Task details.
Which lines of the data below contain the word "wall"? Pull out each one, treating uppercase and lowercase as different.
■ ■ ■
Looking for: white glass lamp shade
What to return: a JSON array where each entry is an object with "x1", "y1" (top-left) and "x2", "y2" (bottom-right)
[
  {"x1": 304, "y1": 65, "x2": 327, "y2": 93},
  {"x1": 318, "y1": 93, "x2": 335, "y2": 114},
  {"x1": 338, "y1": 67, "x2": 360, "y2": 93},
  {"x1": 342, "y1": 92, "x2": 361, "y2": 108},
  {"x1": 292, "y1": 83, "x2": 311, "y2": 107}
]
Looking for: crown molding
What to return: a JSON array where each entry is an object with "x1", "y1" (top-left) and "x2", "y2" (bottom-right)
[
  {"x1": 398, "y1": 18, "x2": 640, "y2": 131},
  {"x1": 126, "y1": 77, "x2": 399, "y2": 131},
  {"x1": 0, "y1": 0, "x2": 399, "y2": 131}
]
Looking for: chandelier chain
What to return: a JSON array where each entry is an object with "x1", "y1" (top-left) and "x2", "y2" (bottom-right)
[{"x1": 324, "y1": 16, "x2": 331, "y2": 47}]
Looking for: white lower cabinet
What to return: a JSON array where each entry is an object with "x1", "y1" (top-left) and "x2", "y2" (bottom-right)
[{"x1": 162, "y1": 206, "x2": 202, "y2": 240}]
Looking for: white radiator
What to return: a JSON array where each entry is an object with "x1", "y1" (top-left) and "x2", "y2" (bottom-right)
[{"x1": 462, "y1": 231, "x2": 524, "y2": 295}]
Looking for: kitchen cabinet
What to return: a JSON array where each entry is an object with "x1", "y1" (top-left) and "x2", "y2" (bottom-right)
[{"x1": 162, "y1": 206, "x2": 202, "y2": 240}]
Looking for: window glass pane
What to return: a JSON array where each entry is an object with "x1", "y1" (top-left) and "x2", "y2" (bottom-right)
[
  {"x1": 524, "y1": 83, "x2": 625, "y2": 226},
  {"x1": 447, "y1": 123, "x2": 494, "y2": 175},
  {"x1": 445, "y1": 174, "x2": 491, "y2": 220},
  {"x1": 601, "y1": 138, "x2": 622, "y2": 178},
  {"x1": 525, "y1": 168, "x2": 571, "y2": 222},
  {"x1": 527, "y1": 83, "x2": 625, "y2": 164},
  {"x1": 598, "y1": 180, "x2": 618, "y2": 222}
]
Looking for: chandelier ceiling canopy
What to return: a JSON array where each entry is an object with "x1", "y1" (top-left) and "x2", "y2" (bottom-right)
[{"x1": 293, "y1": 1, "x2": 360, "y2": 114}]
■ ■ ■
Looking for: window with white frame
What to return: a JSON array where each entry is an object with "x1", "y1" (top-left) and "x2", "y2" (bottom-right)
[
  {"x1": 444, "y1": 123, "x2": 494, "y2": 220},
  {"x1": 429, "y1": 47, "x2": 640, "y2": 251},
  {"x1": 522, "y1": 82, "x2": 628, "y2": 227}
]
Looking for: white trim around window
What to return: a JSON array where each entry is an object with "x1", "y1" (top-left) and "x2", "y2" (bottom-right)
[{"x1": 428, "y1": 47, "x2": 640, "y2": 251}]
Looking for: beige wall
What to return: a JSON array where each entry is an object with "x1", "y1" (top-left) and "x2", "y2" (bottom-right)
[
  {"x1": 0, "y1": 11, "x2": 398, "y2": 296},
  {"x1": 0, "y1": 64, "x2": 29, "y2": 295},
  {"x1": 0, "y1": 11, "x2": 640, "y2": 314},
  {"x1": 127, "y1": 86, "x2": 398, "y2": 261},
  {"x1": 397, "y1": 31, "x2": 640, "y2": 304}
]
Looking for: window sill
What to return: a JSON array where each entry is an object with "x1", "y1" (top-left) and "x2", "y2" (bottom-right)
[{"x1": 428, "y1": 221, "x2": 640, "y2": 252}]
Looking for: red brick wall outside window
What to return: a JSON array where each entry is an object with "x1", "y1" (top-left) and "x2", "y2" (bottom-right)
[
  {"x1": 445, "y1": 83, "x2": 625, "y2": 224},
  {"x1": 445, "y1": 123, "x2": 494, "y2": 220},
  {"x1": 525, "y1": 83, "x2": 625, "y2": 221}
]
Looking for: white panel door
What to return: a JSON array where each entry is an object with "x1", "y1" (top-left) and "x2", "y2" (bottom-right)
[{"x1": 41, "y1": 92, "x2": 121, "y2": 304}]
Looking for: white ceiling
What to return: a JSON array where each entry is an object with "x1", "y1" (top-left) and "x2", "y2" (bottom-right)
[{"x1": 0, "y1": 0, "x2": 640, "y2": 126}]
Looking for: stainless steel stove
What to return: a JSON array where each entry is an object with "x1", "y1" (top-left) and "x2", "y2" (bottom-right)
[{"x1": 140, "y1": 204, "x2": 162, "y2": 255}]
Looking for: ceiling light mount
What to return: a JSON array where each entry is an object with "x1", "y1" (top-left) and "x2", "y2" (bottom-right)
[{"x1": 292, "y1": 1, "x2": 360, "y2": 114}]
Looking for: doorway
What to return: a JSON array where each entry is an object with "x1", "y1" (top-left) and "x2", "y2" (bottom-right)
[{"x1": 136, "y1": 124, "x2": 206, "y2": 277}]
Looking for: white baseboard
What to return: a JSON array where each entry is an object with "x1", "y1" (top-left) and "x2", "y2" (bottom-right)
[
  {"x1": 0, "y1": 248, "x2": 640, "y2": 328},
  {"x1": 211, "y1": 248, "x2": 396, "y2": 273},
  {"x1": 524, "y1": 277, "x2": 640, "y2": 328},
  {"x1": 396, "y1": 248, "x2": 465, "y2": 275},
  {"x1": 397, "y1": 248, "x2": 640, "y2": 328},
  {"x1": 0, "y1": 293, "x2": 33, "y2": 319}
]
■ ■ ■
Answer.
Looking for: beige wall
Looking for: red brick wall outside window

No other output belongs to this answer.